● **WRITTEN EXERCISE**
Reformat the listing below as a numbered list, dropping any blank lines.

↓↓↓

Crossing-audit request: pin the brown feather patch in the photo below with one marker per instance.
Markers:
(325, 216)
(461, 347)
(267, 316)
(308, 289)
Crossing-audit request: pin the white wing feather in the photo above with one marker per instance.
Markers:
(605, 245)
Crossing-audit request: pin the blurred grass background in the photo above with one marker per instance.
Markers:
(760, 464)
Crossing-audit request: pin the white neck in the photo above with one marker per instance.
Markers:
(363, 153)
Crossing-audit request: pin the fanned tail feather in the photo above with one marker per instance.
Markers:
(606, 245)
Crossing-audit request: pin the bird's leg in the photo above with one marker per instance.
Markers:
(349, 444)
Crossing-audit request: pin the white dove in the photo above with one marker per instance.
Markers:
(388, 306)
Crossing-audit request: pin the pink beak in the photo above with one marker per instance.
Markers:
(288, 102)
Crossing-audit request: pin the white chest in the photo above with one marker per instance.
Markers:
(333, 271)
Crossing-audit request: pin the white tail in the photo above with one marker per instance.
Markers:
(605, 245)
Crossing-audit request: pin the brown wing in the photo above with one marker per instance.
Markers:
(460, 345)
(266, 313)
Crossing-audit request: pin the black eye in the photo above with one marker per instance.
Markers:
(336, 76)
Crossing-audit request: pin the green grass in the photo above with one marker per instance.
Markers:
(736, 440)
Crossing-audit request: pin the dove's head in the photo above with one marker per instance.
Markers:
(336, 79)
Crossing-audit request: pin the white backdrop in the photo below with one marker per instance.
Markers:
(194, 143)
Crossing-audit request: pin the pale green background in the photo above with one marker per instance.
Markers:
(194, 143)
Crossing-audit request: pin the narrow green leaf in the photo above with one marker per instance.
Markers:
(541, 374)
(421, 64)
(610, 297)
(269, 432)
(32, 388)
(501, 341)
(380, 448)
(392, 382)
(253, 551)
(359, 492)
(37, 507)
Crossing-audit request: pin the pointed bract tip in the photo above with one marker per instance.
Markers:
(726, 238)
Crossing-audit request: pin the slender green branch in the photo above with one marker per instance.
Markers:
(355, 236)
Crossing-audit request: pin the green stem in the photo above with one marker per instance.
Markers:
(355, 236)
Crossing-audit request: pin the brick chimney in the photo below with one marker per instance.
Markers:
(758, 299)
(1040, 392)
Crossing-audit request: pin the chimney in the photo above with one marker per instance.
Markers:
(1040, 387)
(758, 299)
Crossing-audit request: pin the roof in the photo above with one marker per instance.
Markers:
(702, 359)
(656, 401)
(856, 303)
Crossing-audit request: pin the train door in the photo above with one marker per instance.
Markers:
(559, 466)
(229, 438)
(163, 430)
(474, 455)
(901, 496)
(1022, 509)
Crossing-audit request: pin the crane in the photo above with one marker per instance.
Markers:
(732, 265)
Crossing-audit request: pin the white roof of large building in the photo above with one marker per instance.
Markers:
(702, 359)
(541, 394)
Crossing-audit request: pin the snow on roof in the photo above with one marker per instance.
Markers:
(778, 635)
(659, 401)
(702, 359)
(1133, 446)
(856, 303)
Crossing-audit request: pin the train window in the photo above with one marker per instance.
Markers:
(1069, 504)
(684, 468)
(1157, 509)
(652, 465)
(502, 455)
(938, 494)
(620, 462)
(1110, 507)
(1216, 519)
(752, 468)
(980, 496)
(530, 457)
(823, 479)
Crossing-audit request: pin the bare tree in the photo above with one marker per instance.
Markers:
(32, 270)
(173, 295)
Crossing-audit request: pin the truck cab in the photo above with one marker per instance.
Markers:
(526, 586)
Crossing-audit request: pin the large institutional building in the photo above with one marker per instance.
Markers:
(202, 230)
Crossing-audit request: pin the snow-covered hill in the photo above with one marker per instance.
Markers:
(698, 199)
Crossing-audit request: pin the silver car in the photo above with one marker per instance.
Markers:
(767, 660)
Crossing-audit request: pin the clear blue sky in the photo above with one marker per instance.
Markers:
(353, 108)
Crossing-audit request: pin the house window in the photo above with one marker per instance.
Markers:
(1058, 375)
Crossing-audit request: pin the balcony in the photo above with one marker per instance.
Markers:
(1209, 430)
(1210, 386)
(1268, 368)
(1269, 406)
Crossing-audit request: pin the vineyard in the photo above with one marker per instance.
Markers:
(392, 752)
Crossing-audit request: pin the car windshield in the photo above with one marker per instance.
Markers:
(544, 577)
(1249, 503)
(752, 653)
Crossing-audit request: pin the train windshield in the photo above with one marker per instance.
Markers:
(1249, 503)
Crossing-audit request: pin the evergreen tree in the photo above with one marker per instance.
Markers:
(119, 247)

↑↑↑

● **WRITTEN RESPONSE**
1. Crossing-audit request: pin the brown feather patch in the photo below with one marker per instance.
2. Markers:
3. (325, 216)
4. (461, 347)
5. (267, 316)
6. (308, 289)
7. Crossing-audit request: pin the white wing feather in the photo above with one marker per instance.
8. Markers:
9. (605, 245)
10. Crossing-audit request: pin the blurred grass background in the photo above with one marker per instance.
11. Markers:
12. (760, 464)
13. Crossing-audit request: pin the white neck in the photo above with one marker per instance.
14. Markers:
15. (363, 153)
16. Crossing-audit request: pin the fanned tail feather in the photo above with one marker per instance.
17. Markers:
18. (606, 245)
19. Crossing-audit request: pin the bird's leg in the photo above with one marker per instance.
20. Markers:
21. (349, 444)
22. Crossing-audit request: pin the white dove in the photo above with one marker per instance.
23. Markers:
24. (388, 306)
25. Crossing-audit request: pin the pink beak in the photo above with one marker per instance.
26. Markers:
27. (288, 102)
28. Crossing-audit request: pin the white chest in the photo above with one marker per instance.
29. Markers:
30. (333, 271)
31. Crossing-audit request: pin the white tail in the photo above with one marker per instance.
32. Markers:
33. (605, 245)
34. Crossing-audit request: pin the brown wing in the photo above with one marker per instance.
35. Markers:
36. (460, 345)
37. (266, 313)
38. Crossing-audit request: pin the black eye in the photo above with one marker per instance.
39. Markers:
40. (336, 76)
41. Crossing-audit request: pin the green grass in the photo above with one marker per instance.
42. Markers:
43. (736, 440)
44. Crossing-audit request: pin the dove's head in the photo above with one marker per instance.
45. Markers:
46. (336, 79)
47. Crossing-audit request: pin the white backdrop in the photo below with one marker per instance.
48. Markers:
49. (194, 143)
50. Crossing-audit request: pin the pale green background in the photo above with one marker per instance.
51. Markers:
52. (194, 143)
53. Crossing-audit request: pin the narrow green leaf in the photo above with one marker per instance.
54. Markers:
55. (541, 374)
56. (421, 64)
57. (610, 297)
58. (269, 432)
59. (32, 388)
60. (501, 341)
61. (380, 448)
62. (392, 382)
63. (253, 551)
64. (359, 492)
65. (37, 507)
66. Crossing-audit request: pin the pointed bract tip in the photo above with one marker per instance.
67. Markers:
68. (726, 238)
69. Crossing-audit request: pin the slender green branch in the photo above with one marker per instance.
70. Markers:
71. (355, 236)
72. Crossing-audit request: pin the green stem in the photo above with one marker per instance.
73. Markers:
74. (355, 236)
75. Crossing-audit request: pin the brick chimney in the photo below with one marker per instance.
76. Markers:
77. (758, 299)
78. (1040, 392)
79. Crossing-audit request: pin the chimney in the photo above with one marker per instance.
80. Markers:
81. (1040, 387)
82. (758, 299)
83. Crossing-audit request: pin the roof in the photo above with one marker per instance.
84. Markers:
85. (702, 359)
86. (656, 401)
87. (856, 303)
88. Crossing-audit request: pin the train door in the photo above with one marker per instance.
89. Markers:
90. (559, 466)
91. (229, 438)
92. (163, 430)
93. (474, 455)
94. (901, 496)
95. (1022, 509)
96. Crossing-audit request: pin the crane in the photo above with one marker per instance.
97. Markers:
98. (732, 265)
99. Crossing-audit request: pin the white roof of large building in the photo above with one marker per instance.
100. Markers:
101. (702, 359)
102. (541, 394)
103. Crossing-audit request: pin the snow on roof in the photo above with one marker per instance.
104. Markers:
105. (778, 635)
106. (659, 401)
107. (702, 359)
108. (1133, 446)
109. (856, 303)
110. Crossing-audit request: pin the train window in the photo above with one marker per instance.
111. Markers:
112. (1069, 504)
113. (684, 468)
114. (1157, 509)
115. (652, 465)
116. (502, 455)
117. (938, 494)
118. (620, 462)
119. (1110, 507)
120. (1216, 519)
121. (752, 468)
122. (980, 496)
123. (530, 457)
124. (823, 479)
125. Crossing-audit request: pin the bare tree in the photo above with one marker per instance.
126. Markers:
127. (32, 270)
128. (173, 295)
129. Crossing-audit request: pin the truck cab in the photo above with one marker per instance.
130. Markers:
131. (526, 586)
132. Crossing-audit request: pin the large institutional building in the photo above with one marker per instance.
133. Markers:
134. (202, 230)
135. Crossing-audit request: pin the snow-covered hill in the photo above with one marker per instance.
136. Markers:
137. (698, 199)
138. Crossing-audit request: pin the silver car in the photo above with one marker per instance.
139. Markers:
140. (767, 660)
141. Crossing-audit request: pin the clear blue sky in the photo above with one marker per instance.
142. Markers:
143. (353, 108)
144. Crossing-audit request: pin the house window in the photo above with one marker per instance.
145. Markers:
146. (1058, 375)
147. Crossing-audit request: pin the balcony in the photo above with one marker per instance.
148. Markers:
149. (1209, 430)
150. (1210, 386)
151. (1268, 368)
152. (1269, 406)
153. Crossing-audit request: pin the vineyard in the photo above with one marker per instance.
154. Markers:
155. (392, 752)
156. Crossing-audit request: pin the car windshield in the photo above with one marker per instance.
157. Markers:
158. (544, 577)
159. (1249, 503)
160. (752, 653)
161. Crossing-audit request: pin the train windshield in the photo above with one marker per instance.
162. Markers:
163. (1249, 503)
164. Crossing-audit request: pin the evergreen tree in the photo above with one marker per instance.
165. Markers:
166. (119, 247)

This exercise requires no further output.